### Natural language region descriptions

BEGIN

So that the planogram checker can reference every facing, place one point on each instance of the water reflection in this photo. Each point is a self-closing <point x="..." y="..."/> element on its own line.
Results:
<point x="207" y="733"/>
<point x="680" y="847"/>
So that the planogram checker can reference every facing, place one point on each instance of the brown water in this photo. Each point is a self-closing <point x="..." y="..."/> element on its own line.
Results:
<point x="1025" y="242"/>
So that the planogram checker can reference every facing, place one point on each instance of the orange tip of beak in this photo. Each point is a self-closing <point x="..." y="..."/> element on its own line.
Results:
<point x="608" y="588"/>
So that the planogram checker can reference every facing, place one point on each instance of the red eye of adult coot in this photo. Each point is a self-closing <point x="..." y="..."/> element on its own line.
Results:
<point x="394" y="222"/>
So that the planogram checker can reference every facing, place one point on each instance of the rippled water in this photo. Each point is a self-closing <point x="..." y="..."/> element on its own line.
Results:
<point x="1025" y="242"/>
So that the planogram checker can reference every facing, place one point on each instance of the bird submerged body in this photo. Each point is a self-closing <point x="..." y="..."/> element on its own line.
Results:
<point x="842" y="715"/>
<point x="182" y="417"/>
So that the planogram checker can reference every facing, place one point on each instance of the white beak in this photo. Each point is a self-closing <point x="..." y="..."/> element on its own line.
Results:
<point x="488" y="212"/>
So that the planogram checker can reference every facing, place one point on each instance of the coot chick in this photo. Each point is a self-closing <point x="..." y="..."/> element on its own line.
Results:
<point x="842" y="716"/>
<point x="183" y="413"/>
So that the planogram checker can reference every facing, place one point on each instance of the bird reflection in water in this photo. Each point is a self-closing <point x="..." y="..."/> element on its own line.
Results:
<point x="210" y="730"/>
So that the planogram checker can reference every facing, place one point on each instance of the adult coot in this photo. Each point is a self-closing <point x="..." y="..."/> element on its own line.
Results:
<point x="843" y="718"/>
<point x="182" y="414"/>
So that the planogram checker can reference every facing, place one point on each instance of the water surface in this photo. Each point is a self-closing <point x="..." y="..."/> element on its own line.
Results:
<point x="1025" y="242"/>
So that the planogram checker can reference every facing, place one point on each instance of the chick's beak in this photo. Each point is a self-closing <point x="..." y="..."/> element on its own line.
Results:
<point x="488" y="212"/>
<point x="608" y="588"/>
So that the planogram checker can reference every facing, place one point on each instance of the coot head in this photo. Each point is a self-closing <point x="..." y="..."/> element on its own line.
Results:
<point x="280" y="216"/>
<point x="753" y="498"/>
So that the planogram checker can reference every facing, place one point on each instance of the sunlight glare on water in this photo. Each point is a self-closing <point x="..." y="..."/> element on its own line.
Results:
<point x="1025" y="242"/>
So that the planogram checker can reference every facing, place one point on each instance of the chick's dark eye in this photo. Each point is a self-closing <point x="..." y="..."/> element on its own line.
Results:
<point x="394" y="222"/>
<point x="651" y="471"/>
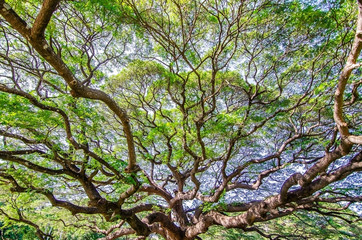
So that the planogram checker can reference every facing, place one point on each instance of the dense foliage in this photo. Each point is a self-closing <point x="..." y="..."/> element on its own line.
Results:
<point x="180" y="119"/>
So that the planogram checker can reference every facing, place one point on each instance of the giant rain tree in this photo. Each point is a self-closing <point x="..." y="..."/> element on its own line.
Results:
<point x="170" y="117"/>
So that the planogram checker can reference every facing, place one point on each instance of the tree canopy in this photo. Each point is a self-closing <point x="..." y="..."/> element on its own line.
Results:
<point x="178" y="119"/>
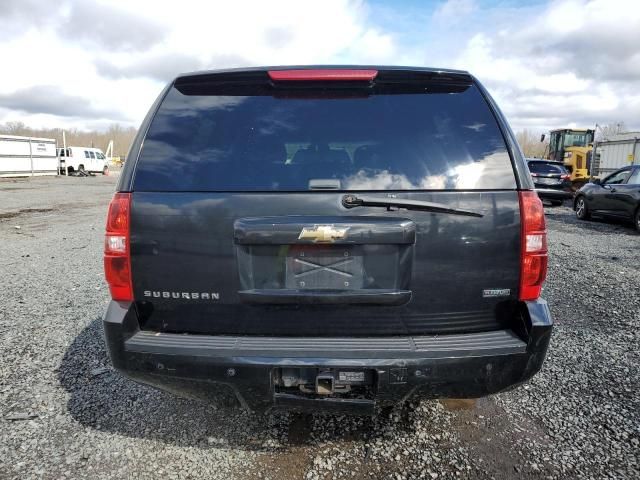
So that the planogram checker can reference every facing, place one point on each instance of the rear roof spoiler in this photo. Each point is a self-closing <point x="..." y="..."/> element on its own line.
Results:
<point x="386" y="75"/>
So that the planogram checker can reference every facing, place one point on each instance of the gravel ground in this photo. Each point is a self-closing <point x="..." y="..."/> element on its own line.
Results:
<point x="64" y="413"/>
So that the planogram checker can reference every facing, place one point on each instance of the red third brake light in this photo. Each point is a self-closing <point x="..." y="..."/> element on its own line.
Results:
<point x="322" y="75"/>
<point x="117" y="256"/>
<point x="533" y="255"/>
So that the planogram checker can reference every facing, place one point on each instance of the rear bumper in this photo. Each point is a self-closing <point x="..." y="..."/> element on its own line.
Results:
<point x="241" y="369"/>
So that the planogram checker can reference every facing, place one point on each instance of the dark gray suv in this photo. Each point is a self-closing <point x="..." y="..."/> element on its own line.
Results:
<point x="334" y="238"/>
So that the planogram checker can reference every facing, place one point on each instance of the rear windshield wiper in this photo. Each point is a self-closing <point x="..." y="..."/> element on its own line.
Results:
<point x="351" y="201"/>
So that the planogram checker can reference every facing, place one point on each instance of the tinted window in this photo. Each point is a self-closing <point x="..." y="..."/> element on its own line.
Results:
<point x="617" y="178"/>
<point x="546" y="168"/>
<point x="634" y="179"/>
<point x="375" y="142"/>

END

### Task directions
Count up the lines of the data that include "beak". Reply with a number only.

### Answer for this exercise
3